● **GIVEN RECORDS**:

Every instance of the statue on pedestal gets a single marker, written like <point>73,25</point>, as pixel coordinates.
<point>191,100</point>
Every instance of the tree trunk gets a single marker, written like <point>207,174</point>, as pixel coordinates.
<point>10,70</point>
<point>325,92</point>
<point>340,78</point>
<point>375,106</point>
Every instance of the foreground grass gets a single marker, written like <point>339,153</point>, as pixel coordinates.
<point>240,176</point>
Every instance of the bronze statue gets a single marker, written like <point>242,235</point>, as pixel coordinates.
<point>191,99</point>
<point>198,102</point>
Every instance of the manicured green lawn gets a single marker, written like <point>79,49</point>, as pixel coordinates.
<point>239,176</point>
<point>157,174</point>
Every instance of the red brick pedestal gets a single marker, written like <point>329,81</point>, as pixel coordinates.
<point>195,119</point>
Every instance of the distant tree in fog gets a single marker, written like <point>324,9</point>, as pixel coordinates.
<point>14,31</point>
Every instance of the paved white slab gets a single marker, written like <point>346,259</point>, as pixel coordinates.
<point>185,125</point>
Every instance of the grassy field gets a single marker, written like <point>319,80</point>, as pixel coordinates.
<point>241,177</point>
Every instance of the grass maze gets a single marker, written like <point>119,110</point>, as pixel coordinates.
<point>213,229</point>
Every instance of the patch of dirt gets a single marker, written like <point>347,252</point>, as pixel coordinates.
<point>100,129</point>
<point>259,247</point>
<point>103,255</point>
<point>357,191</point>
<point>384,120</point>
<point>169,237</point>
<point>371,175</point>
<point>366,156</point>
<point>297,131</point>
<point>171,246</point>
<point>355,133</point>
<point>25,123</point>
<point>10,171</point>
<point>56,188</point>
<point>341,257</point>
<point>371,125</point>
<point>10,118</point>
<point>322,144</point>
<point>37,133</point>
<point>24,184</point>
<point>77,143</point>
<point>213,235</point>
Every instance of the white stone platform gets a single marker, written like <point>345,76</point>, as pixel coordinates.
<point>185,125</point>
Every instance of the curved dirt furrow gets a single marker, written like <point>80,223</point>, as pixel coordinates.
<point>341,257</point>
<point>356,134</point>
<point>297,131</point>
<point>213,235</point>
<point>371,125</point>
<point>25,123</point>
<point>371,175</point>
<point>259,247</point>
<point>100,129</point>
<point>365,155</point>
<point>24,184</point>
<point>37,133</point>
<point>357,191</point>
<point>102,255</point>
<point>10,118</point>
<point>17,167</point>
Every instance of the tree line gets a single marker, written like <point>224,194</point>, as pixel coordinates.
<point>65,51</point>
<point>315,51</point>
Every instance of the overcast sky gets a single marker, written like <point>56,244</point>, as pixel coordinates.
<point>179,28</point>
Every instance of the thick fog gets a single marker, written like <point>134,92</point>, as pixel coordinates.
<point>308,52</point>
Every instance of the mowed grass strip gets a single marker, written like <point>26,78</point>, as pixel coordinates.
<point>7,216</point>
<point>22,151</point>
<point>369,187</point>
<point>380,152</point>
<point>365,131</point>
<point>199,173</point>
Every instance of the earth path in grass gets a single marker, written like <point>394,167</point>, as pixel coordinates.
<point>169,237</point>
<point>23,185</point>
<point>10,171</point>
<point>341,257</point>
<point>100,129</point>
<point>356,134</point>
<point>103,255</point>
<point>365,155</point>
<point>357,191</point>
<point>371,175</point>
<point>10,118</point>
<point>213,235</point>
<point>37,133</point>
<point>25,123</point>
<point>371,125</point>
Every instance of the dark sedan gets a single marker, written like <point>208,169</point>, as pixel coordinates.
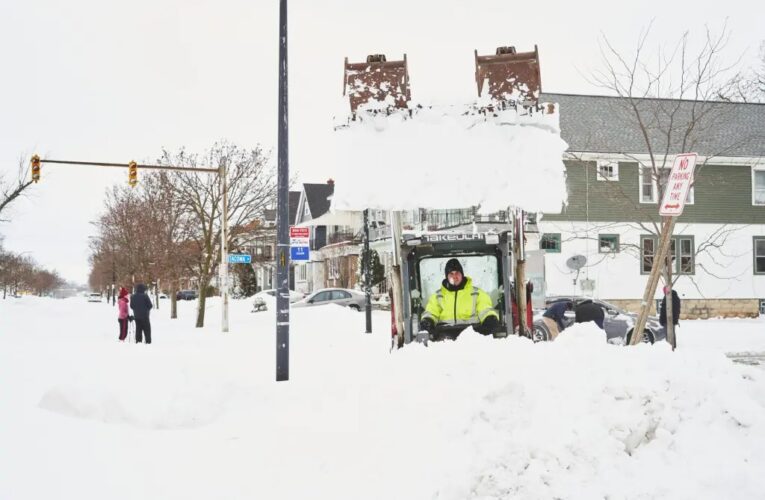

● **EXERCISE OBJECTIVE**:
Recast every line of the records above as a JSON list of strings, one string per line, with blank lines left out. Leave the pictures out of the answer.

● **REPLY**:
[
  "Every instance of the statue on pedestal gets a single marker, written like <point>73,25</point>, as pixel coordinates.",
  "<point>191,100</point>",
  "Every instance of the tree trunk gets a single marker, written like <point>207,174</point>, as pixel coordinates.",
  "<point>10,70</point>",
  "<point>325,92</point>",
  "<point>340,78</point>",
  "<point>375,106</point>",
  "Every instance of the foreground grass gets a single marker, written like <point>339,153</point>, as pixel coordinates.",
  "<point>240,176</point>",
  "Every instance of the bronze statue gets a single marker, written like <point>242,235</point>, as pixel coordinates.",
  "<point>191,99</point>",
  "<point>198,102</point>",
  "Every instance of the manicured green lawn gets a single marker, written like <point>79,49</point>, as pixel coordinates.",
  "<point>239,176</point>",
  "<point>157,174</point>",
  "Every instance of the red brick pedestal gets a single marker, written like <point>329,81</point>, as pixel coordinates.",
  "<point>195,119</point>",
  "Every instance of the distant tree in fog gets a single marker, written like <point>324,9</point>, as pixel coordinates.",
  "<point>14,31</point>",
  "Every instance of the paved white slab gets a single marker, written like <point>346,259</point>, as pixel coordinates.",
  "<point>185,125</point>",
  "Every instance of the grassy field gets a single marker, written like <point>319,80</point>, as pixel coordinates.",
  "<point>241,177</point>",
  "Every instance of the grass maze gets a single marker, written like <point>119,110</point>, as pixel coordinates.",
  "<point>213,229</point>",
  "Every instance of the patch of dirt gets a single marker, written like <point>347,252</point>, as pixel coordinates.",
  "<point>100,129</point>",
  "<point>259,247</point>",
  "<point>103,255</point>",
  "<point>357,191</point>",
  "<point>384,120</point>",
  "<point>169,237</point>",
  "<point>371,175</point>",
  "<point>366,156</point>",
  "<point>297,131</point>",
  "<point>171,246</point>",
  "<point>355,133</point>",
  "<point>25,123</point>",
  "<point>10,171</point>",
  "<point>56,188</point>",
  "<point>341,257</point>",
  "<point>371,125</point>",
  "<point>10,118</point>",
  "<point>322,144</point>",
  "<point>37,133</point>",
  "<point>24,184</point>",
  "<point>77,143</point>",
  "<point>213,235</point>",
  "Every instance of the white stone platform gets a single marker, written like <point>345,76</point>, as pixel coordinates.",
  "<point>185,125</point>",
  "Every instance of the curved dirt furrow gets a single marker, written like <point>80,223</point>, as pixel coordinates.",
  "<point>341,257</point>",
  "<point>356,134</point>",
  "<point>297,131</point>",
  "<point>213,235</point>",
  "<point>371,125</point>",
  "<point>25,123</point>",
  "<point>371,175</point>",
  "<point>259,247</point>",
  "<point>100,129</point>",
  "<point>365,155</point>",
  "<point>24,184</point>",
  "<point>37,133</point>",
  "<point>357,191</point>",
  "<point>102,255</point>",
  "<point>10,118</point>",
  "<point>17,167</point>",
  "Every instance of the tree line gets a single marker, written like <point>224,194</point>, as pixel coordinates.",
  "<point>65,51</point>",
  "<point>315,51</point>",
  "Every instance of the overcast sky gets a single marker, written like <point>56,244</point>, as pixel coordinates.",
  "<point>179,28</point>",
  "Every instance of the thick fog gets a single marker, written like <point>134,92</point>, as pixel coordinates.",
  "<point>308,52</point>",
  "Every instance of the mowed grass strip gets a single marker, written like <point>26,78</point>, as pixel coordinates.",
  "<point>7,216</point>",
  "<point>22,151</point>",
  "<point>369,187</point>",
  "<point>380,152</point>",
  "<point>365,131</point>",
  "<point>199,173</point>",
  "Every instance of the earth path in grass gets a single marker, written like <point>394,167</point>, as pixel coordinates.",
  "<point>169,237</point>",
  "<point>23,185</point>",
  "<point>10,171</point>",
  "<point>341,257</point>",
  "<point>100,129</point>",
  "<point>356,134</point>",
  "<point>103,255</point>",
  "<point>365,155</point>",
  "<point>357,191</point>",
  "<point>371,175</point>",
  "<point>10,118</point>",
  "<point>213,235</point>",
  "<point>37,133</point>",
  "<point>25,123</point>",
  "<point>371,125</point>",
  "Every instance of the dark sedan gets a single marker, written like <point>208,169</point>, as pixel coordinates."
]